(REQUIRED TASK)
Copy every line of the data exactly, leaving nothing out.

start DATA RECORDS

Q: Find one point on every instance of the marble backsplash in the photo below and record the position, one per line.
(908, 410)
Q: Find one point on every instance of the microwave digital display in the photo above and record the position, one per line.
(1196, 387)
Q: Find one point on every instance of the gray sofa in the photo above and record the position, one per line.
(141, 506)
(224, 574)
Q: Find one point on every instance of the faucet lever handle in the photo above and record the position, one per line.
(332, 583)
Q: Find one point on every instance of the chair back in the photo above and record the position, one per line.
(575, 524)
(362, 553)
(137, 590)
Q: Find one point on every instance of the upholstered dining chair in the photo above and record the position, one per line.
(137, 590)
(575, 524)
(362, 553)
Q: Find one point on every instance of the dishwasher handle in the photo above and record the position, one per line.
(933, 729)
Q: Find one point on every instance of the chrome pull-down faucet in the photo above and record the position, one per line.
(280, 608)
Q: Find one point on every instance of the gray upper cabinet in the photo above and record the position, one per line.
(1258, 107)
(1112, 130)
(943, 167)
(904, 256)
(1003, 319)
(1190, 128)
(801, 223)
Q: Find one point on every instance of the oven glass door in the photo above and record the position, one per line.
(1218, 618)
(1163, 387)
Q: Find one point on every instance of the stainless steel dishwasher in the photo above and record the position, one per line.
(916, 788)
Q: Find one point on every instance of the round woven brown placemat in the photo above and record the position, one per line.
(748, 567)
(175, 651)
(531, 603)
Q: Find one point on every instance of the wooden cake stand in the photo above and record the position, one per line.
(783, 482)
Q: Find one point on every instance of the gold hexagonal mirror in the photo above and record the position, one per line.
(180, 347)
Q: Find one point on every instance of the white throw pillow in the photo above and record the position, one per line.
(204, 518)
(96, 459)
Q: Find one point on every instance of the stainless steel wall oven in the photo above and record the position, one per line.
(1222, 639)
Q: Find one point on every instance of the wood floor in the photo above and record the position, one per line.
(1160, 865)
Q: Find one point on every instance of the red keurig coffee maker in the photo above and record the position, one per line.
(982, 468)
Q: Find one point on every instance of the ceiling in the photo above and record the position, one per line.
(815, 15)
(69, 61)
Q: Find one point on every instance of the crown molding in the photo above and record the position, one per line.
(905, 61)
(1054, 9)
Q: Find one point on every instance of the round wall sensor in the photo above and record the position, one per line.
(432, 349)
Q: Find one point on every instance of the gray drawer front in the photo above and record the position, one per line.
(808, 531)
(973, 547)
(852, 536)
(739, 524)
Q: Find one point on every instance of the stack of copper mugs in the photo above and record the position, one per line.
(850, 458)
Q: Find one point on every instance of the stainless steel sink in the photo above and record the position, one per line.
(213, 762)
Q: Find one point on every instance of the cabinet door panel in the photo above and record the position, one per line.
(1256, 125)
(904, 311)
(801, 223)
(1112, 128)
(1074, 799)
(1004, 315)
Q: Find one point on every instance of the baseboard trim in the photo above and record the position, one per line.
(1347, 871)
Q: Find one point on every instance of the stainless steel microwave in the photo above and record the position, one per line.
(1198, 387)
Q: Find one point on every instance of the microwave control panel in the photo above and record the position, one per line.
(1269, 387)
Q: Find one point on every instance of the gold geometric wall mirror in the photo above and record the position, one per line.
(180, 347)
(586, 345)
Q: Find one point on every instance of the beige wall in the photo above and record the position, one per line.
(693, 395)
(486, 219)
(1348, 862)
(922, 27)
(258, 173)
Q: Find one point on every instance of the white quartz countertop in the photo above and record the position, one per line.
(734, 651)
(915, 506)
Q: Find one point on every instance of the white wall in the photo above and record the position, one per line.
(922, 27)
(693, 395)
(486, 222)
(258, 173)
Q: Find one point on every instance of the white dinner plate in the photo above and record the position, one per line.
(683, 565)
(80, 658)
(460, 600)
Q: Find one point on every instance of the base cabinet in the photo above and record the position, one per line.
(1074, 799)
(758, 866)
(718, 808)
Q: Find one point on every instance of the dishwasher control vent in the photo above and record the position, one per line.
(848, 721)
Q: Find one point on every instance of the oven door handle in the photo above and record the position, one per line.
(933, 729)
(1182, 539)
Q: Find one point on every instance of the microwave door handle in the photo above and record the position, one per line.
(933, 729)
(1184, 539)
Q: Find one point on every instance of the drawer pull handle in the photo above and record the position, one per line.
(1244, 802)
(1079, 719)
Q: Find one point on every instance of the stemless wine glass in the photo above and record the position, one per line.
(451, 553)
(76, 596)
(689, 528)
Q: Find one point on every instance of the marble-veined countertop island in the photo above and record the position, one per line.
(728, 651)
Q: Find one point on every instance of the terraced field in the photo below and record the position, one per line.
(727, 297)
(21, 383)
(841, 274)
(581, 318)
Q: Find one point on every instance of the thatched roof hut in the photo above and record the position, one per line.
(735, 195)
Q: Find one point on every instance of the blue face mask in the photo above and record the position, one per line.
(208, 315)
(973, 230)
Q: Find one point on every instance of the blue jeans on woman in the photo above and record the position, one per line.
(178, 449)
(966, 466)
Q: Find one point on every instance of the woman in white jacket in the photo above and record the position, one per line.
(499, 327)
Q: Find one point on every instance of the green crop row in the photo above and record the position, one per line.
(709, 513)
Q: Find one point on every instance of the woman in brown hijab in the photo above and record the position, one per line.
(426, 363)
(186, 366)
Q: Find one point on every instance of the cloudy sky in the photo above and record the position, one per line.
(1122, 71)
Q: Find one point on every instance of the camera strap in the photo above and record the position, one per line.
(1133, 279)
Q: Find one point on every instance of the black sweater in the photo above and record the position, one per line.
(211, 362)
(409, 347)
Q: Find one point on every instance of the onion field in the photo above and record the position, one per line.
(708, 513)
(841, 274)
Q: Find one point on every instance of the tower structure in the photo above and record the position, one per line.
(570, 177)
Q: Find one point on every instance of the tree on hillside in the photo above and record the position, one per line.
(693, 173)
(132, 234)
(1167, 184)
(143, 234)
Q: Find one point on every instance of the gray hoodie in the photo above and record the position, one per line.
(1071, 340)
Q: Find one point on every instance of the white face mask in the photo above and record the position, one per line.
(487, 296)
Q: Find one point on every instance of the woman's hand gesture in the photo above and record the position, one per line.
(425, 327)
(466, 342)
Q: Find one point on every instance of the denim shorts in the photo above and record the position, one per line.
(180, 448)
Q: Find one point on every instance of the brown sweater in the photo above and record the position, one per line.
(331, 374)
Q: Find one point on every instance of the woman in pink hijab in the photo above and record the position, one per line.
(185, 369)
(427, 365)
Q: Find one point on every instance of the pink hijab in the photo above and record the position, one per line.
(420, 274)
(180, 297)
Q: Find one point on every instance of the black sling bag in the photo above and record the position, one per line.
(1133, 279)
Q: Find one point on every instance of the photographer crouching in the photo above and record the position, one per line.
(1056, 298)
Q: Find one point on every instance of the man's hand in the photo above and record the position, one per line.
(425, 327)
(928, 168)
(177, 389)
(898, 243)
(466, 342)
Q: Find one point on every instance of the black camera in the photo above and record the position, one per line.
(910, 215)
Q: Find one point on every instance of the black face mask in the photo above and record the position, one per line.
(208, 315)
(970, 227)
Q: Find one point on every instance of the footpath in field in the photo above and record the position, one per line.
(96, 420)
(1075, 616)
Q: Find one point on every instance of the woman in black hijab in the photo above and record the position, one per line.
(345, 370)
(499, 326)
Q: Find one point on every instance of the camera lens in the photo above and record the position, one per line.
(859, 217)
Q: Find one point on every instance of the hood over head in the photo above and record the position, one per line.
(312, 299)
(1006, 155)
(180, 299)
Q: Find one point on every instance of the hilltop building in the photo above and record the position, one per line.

end DATA RECORDS

(TASK SOLUTION)
Q: Find one point on every instance of the marble backsplash in the photo below and record the position, one per line.
(908, 410)
Q: Find one point on every instance of the microwave digital display in the photo above and record the position, one per line.
(1196, 387)
Q: Find one point on every instance of the gray sofa in the photo above and record the position, one per line.
(141, 506)
(224, 574)
Q: Find one point on every instance of the faucet lever handle in the photo above and record the position, one per line.
(332, 583)
Q: Find one point on every instance of the chair back in the photo above and record the position, one per line.
(575, 524)
(362, 553)
(137, 590)
Q: Find one point on every instance of the upholstered dining chair in the photo above and record the position, one per line.
(137, 590)
(575, 524)
(362, 553)
Q: Find one point on every instance of the dishwasher handle in the photo above and record the position, one per line.
(933, 729)
Q: Find one point on every instance of the chrome pull-down faucet in the photo above and record the position, one per line.
(280, 608)
Q: Find one point on every instance of the gray upper cabinet in the photo above and record the position, one per line.
(1258, 107)
(1112, 130)
(943, 167)
(904, 256)
(1003, 319)
(1190, 128)
(801, 223)
Q: Find one point on every instance of the oven glass door in the photo above and record the position, one per line.
(1218, 618)
(1163, 387)
Q: Find one point on every instance of the stainless steel dishwasher in the photo above and record the position, one per line.
(916, 788)
Q: Find one point on every instance of the round woven brown placemat in the photo above and record the position, one per line.
(748, 567)
(175, 651)
(531, 603)
Q: Find one point on every instance of the wooden cake stand in the photo above and record the position, one per line.
(783, 482)
Q: Find one point on every instance of the gold hexagonal mirror in the photo above and record the position, one per line.
(180, 347)
Q: Find one point on every instance of the white throw pillow in the photo above and record the position, one per line.
(204, 518)
(96, 459)
Q: Find one point on every instance of the stainless steel wall oven in the photo above and record the position, one per line.
(1222, 639)
Q: Find one point on every instance of the wood floor in the photo above and record the position, one per line.
(1160, 865)
Q: Find one point on every instance of the red keurig coffee maker in the photo above and record the position, one per line.
(982, 468)
Q: Find one point on every instance of the ceiling in the photo above and record the position, one per line.
(815, 15)
(69, 61)
Q: Find one point on every instance of the crown molding in the photo above and record the position, one per line.
(905, 61)
(1054, 9)
Q: Find one point on every instance of the round wall sensor in the photo above and record the position, one per line.
(432, 349)
Q: Find one point on every instance of the gray drawer front in the photo above and record the position, one per line.
(808, 531)
(973, 547)
(852, 536)
(739, 524)
Q: Find one point on every instance of the stack of copper mugs in the photo above and record the position, one per line.
(850, 458)
Q: Find one point on every instance of the stainless steel sink in the photo above and record the position, one per line.
(213, 762)
Q: Find one point on every instance of the cabinet door panel in the photo above and record the position, one per line.
(1256, 125)
(904, 311)
(801, 223)
(1112, 128)
(1074, 799)
(1004, 315)
Q: Find one point on every instance of the baseboard trim in the photo above and record the position, one per line.
(1347, 871)
Q: Find one point on every instance of the stainless steel microwave in the photo above and record the position, one per line.
(1198, 387)
Q: Find one point on every instance of the microwave control panel in the photo above and record the position, one per line.
(1269, 387)
Q: Find one point on every instance of the gold geometric wall mirror in the photo above and record the position, one per line.
(180, 347)
(586, 345)
Q: Find one point on every instance of the beige wall in the photo above and record the position, one per line.
(693, 395)
(486, 219)
(1348, 862)
(922, 27)
(258, 173)
Q: Find one point on every instance of the white quartz countertop in the photo above and record the position, one per line.
(734, 651)
(915, 506)
Q: Find one point on every instance of the white wall in the photo above and record the position, one per line.
(922, 27)
(693, 395)
(486, 222)
(258, 173)
Q: Find one point on every instance of the white dinner plate in the photo above and record the position, one per line.
(683, 565)
(80, 658)
(460, 600)
Q: Find one point on every instance of the base cabinet in the photo above and record the position, one per line.
(1074, 799)
(758, 866)
(718, 808)
Q: Find one point on every instance of the dishwasher control vent in the photo above and record the position, one per line.
(848, 721)
Q: Find one point on every instance of the oven door handle in the photo above and record the position, one per line.
(933, 729)
(1182, 539)
Q: Find one point on every instance of the microwave door handle in the photo above and record the position, one per line.
(933, 729)
(1184, 539)
Q: Find one point on every instance of the drawer pull handle in the photo above and record the position, one per line.
(1244, 802)
(1079, 719)
Q: Find one point on every instance of the stemless wine glass in the photo above and record the position, one per line.
(451, 553)
(76, 596)
(689, 528)
Q: Find one point on every instance of the marble-veined countertop island in the photo above and record the position, one per line.
(728, 651)
Q: Find one point on every instance of the terraced field in the photo below and record the position, one per line.
(727, 297)
(21, 383)
(841, 274)
(581, 318)
Q: Find one point on every instance of the thatched roof hut in the photo above and record the position, one per line.
(735, 195)
Q: Find one point on every instance of the blue face mask in the photo above and record the position, one per line.
(208, 315)
(973, 230)
Q: Find one point on every instance of the blue jeans on woman in the photo above and record the position, one per line.
(178, 449)
(966, 466)
Q: Find one point on every instance of the woman in white jacket in the photo above and record the position, one per line.
(499, 327)
Q: Find one point on every instance of the green crop row in the photo above and record the position, one per line.
(709, 513)
Q: Find one point on every instance of the woman in brown hijab in the photo above and record the position, one per line.
(426, 363)
(186, 366)
Q: Find one point on every instance of the cloudy sky in the photo above and record the position, one per line.
(1122, 71)
Q: Find one point on every instance of the camera strap in the photo above and record the position, one per line.
(1133, 279)
Q: Find one point on every instance of the black sweater in the photo above and record the position, one per line.
(211, 362)
(409, 347)
Q: Find one point on every instance of the onion field in the photo above and record the position, one per line.
(708, 513)
(841, 274)
Q: Find one point on every instance of the tower structure in the photo above and record the position, one per line.
(570, 177)
Q: Find one point on every instance of the tree on hillside in the photo above and record the position, one per line.
(693, 173)
(132, 234)
(1167, 184)
(143, 234)
Q: Find one point on every instance of the gray hoodie in the photo above and record the position, one per line.
(1071, 340)
Q: Find one point on every instance of the white face mask in the photo above and record the position, one per line.
(487, 296)
Q: Find one point on every instance of the woman's hand gesture in the photo above and record the position, one per line.
(425, 327)
(466, 342)
Q: Find one point on every instance of the denim shorts in the photo above and record the position, one per line.
(180, 448)
Q: Find one point on every instance of the brown sweater in the photo above and record the position, one per line.
(331, 374)
Q: Find one point on every instance of the woman in pink hijab in the photo above and record the position, one per line.
(185, 369)
(427, 365)
Q: Find one point on every instance of the pink hijab in the photo above and record the position, one per line.
(420, 274)
(180, 297)
Q: Find one point on every instance of the black sling bag in the photo above and record the position, one per line.
(1133, 279)
Q: Find one point on every instance of the photographer crouching in the photo above and record the position, one per line.
(1056, 298)
Q: Find one point on every instance of the man's hand in the photo above and record the position, one per line.
(425, 327)
(928, 168)
(177, 389)
(898, 243)
(466, 342)
Q: Find one point on every instance of the black camera in the photo above and record the position, one per line.
(910, 215)
Q: Find one point on every instance of the black face mask in the photo above and record the position, one per line.
(208, 315)
(970, 227)
Q: Find one point on every instance of the footpath in field in the photo above and record the position, one per line.
(96, 420)
(1075, 616)
Q: Find one point on every instance of the woman in black hijab in the photo above and record the position, one per line.
(345, 370)
(499, 326)
Q: Find one point on every instance of the camera lens in the photo above and record the position, one per line.
(859, 217)
Q: Find one point on every instance of the hood over head in the photo above and record the position, one per line.
(312, 299)
(1006, 155)
(180, 299)
Q: Find one point on every instance of the hilltop building in the photo above and record the position, one per line.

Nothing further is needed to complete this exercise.